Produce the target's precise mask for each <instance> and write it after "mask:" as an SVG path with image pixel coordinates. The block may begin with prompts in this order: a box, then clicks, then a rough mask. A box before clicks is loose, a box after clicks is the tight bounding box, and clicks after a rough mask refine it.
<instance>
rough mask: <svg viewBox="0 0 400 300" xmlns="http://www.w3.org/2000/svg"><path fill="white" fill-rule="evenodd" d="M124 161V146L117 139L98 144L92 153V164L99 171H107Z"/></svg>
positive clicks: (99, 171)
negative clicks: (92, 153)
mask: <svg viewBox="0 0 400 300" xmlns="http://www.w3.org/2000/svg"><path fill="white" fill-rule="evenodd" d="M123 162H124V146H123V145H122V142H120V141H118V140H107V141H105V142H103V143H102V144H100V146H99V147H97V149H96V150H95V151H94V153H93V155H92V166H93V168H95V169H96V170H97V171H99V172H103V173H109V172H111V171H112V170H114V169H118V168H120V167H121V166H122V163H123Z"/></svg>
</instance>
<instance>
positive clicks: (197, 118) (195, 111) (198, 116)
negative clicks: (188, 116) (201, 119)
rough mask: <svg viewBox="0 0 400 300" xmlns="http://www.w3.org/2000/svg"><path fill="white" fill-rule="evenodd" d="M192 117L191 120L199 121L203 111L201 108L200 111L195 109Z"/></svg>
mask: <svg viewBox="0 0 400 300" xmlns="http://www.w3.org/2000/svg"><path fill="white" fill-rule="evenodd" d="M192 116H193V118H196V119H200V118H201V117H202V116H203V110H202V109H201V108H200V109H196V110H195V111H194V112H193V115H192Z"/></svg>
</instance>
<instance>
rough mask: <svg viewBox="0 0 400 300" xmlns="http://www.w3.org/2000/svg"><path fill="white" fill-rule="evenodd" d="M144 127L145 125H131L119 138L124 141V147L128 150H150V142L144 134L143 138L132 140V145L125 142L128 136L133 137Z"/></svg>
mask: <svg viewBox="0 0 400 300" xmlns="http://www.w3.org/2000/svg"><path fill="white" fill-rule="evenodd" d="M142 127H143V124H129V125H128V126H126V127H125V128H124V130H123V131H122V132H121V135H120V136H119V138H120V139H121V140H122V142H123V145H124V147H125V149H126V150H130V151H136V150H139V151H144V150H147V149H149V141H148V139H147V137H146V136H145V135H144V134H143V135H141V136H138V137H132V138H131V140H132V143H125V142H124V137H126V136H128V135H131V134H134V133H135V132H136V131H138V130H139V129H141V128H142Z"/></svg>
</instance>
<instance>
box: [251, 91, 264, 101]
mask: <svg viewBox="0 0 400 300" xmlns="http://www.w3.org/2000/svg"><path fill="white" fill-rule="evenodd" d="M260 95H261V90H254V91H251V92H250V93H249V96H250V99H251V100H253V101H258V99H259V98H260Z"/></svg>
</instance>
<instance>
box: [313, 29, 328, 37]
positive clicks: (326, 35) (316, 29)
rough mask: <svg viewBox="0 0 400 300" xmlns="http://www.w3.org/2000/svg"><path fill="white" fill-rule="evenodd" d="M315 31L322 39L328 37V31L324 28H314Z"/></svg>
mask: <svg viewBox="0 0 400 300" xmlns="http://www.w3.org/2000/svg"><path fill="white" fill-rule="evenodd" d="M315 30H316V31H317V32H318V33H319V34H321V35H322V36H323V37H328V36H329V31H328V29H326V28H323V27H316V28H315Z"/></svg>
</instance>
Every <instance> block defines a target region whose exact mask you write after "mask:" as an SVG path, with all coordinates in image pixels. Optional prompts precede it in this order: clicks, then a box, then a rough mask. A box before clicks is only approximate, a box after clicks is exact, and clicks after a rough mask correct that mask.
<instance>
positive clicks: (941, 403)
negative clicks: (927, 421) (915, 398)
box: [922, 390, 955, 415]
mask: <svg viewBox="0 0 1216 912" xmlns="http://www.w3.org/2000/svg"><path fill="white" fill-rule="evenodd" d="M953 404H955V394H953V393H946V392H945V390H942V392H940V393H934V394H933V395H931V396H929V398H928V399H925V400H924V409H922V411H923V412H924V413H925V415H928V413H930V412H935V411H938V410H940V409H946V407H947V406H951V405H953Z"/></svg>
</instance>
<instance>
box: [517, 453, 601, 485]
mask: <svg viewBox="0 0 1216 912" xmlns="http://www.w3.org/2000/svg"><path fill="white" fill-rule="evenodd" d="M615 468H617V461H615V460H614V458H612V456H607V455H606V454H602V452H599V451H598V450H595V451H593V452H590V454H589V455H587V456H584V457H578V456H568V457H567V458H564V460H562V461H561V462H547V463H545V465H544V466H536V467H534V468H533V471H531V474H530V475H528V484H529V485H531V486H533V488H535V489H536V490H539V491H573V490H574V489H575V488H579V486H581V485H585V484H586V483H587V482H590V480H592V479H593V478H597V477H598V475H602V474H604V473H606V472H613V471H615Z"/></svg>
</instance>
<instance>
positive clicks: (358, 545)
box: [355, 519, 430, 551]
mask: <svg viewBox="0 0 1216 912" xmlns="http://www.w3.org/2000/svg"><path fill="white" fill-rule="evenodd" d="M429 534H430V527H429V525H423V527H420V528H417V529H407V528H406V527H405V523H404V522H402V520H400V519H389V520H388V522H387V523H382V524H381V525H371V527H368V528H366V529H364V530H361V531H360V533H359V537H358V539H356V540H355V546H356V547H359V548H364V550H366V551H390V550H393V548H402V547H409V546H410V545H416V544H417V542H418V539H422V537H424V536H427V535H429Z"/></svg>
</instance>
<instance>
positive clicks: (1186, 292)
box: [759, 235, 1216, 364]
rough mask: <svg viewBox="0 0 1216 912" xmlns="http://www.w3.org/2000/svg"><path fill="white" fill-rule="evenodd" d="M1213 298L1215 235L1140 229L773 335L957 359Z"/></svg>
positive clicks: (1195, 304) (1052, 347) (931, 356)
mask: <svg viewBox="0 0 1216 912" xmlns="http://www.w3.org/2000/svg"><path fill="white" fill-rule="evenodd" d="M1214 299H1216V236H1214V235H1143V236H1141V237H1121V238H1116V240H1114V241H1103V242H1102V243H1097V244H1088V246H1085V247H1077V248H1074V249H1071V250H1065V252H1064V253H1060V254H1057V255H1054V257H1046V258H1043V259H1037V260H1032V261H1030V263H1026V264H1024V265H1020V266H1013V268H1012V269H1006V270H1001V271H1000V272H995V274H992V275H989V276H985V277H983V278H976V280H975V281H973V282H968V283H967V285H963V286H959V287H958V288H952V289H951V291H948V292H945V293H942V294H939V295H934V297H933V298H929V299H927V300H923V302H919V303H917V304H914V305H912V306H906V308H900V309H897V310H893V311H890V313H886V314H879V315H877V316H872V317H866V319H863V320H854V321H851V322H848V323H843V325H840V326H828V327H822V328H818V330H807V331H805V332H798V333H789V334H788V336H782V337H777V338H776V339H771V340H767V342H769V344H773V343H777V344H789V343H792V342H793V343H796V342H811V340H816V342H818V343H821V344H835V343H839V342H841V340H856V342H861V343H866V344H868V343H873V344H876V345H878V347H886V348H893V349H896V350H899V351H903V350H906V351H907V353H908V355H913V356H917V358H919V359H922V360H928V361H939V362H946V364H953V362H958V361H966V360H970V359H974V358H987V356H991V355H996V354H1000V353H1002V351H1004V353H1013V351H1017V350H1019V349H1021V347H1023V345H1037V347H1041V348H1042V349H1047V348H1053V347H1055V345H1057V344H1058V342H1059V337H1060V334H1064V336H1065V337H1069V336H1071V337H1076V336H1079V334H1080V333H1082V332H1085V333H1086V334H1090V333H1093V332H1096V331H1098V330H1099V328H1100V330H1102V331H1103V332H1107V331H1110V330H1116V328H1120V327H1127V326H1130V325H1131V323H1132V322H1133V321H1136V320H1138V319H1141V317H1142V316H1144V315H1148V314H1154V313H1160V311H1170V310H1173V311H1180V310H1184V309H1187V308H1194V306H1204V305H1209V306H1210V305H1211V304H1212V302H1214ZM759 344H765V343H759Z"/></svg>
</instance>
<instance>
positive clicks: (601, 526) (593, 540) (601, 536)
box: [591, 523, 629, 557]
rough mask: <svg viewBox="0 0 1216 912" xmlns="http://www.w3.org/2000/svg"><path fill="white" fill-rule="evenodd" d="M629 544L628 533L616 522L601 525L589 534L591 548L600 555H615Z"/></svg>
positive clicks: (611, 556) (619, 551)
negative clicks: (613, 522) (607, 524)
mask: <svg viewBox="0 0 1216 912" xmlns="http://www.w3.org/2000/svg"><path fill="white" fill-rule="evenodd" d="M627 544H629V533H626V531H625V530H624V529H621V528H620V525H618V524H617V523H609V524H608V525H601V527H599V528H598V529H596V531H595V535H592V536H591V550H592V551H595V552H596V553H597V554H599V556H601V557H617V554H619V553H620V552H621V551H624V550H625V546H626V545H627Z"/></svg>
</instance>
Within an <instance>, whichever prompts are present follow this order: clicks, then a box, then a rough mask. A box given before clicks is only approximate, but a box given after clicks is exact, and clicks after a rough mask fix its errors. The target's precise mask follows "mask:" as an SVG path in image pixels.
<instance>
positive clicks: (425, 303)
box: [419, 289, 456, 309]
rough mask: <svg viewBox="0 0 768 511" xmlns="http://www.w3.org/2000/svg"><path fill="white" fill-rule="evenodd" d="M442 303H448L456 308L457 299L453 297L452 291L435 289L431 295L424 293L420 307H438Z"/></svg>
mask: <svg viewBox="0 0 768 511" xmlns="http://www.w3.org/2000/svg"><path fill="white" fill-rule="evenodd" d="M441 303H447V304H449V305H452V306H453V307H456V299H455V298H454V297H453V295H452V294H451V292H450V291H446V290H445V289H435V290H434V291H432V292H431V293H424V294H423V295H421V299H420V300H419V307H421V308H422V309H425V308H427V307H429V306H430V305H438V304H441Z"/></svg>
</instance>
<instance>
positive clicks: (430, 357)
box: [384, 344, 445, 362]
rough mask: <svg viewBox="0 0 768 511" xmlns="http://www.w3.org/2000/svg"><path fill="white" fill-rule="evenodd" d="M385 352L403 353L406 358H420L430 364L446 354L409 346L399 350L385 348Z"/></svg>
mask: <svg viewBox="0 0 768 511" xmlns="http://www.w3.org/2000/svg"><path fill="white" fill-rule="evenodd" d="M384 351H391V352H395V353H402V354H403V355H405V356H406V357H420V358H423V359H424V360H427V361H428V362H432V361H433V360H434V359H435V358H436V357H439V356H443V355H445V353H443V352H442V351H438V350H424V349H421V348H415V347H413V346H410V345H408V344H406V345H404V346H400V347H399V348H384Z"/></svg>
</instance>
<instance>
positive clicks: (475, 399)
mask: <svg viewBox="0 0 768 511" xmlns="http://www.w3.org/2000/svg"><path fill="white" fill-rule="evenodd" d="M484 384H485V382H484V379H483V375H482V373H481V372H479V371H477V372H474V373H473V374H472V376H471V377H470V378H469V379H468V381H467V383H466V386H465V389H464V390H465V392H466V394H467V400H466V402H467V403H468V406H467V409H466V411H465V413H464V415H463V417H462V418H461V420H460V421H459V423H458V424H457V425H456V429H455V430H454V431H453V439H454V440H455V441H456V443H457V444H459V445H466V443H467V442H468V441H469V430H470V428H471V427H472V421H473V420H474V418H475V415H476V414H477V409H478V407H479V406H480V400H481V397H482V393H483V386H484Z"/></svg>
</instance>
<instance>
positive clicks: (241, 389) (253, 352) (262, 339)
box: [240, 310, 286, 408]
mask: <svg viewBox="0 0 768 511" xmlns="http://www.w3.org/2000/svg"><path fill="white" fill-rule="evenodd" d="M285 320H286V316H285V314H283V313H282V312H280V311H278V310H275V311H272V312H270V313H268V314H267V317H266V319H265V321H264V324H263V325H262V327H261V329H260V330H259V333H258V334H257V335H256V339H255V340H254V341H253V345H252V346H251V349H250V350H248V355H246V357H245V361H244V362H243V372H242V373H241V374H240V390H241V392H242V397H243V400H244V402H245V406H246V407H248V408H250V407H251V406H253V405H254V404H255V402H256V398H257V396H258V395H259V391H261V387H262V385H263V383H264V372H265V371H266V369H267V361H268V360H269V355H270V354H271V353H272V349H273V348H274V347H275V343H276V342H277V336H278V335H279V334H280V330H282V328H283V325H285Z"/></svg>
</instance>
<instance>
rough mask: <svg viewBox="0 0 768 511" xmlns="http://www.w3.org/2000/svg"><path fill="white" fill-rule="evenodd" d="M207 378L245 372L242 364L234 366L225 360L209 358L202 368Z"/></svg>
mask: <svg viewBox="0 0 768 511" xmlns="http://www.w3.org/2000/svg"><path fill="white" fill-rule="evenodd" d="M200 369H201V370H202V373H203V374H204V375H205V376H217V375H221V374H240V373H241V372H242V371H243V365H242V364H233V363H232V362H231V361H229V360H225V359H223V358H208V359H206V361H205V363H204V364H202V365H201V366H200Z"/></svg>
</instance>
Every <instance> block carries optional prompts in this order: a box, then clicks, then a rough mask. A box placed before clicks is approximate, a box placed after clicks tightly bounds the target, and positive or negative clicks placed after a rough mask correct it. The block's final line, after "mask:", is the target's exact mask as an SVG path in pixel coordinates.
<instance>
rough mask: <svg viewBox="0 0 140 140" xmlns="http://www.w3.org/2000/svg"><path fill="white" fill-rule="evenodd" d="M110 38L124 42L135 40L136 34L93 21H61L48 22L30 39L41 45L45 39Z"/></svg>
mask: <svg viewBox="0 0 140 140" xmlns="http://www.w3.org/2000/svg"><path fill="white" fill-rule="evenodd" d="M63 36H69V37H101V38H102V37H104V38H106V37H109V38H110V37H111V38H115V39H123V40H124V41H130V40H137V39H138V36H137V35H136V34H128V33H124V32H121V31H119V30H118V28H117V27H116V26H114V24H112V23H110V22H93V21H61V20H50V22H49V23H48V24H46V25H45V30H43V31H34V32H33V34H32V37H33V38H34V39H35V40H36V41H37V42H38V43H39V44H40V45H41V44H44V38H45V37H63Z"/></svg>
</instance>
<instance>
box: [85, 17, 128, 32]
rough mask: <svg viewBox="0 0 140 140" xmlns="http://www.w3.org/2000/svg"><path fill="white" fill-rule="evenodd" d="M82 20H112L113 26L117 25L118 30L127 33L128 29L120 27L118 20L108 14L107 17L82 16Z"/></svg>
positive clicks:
════════
_What is expected_
All that is needed is the exact run of lines above from the line containing "Every <instance> block defines" through the line containing "box: [759, 235, 1216, 364]", both of them included.

_Response below_
Every <instance> block defines a target region whose exact mask you write after "mask:" as an SVG path, with all coordinates in image pixels. Optional prompts precede it in this order: clicks, then a box, then a rough mask. A box before clicks is only approximate, a box after clicks is exact, and clicks after a rough mask correct that mask.
<instance>
positive clicks: (941, 403)
negative clicks: (927, 421) (915, 398)
box: [922, 390, 955, 415]
mask: <svg viewBox="0 0 1216 912" xmlns="http://www.w3.org/2000/svg"><path fill="white" fill-rule="evenodd" d="M953 404H955V394H953V393H946V392H945V390H942V392H940V393H934V394H933V395H931V396H929V398H928V399H925V400H924V409H922V411H923V412H924V413H925V415H928V413H930V412H935V411H938V410H940V409H946V407H947V406H951V405H953Z"/></svg>
</instance>
<instance>
box: [517, 453, 601, 485]
mask: <svg viewBox="0 0 1216 912" xmlns="http://www.w3.org/2000/svg"><path fill="white" fill-rule="evenodd" d="M615 468H617V461H615V460H614V458H612V456H607V455H606V454H602V452H599V451H598V450H595V451H593V452H590V454H589V455H587V456H584V457H578V456H568V457H567V458H564V460H562V461H561V462H547V463H545V465H544V466H536V467H534V468H533V471H531V474H530V475H528V484H529V485H531V486H533V488H535V489H536V490H539V491H573V490H574V489H575V488H579V486H581V485H585V484H586V483H587V482H590V480H592V479H593V478H597V477H598V475H602V474H604V473H606V472H613V471H615Z"/></svg>
</instance>
<instance>
positive clicks: (358, 545)
box: [355, 519, 430, 551]
mask: <svg viewBox="0 0 1216 912" xmlns="http://www.w3.org/2000/svg"><path fill="white" fill-rule="evenodd" d="M429 534H430V527H429V525H423V527H420V528H417V529H407V528H406V527H405V523H404V522H402V520H400V519H389V520H388V522H387V523H382V524H381V525H371V527H368V528H366V529H364V530H361V531H360V533H359V537H358V539H356V540H355V546H356V547H359V548H364V550H366V551H390V550H393V548H402V547H409V546H410V545H416V544H417V542H418V539H422V537H424V536H427V535H429Z"/></svg>
</instance>
<instance>
positive clicks: (1186, 292)
box: [759, 235, 1216, 364]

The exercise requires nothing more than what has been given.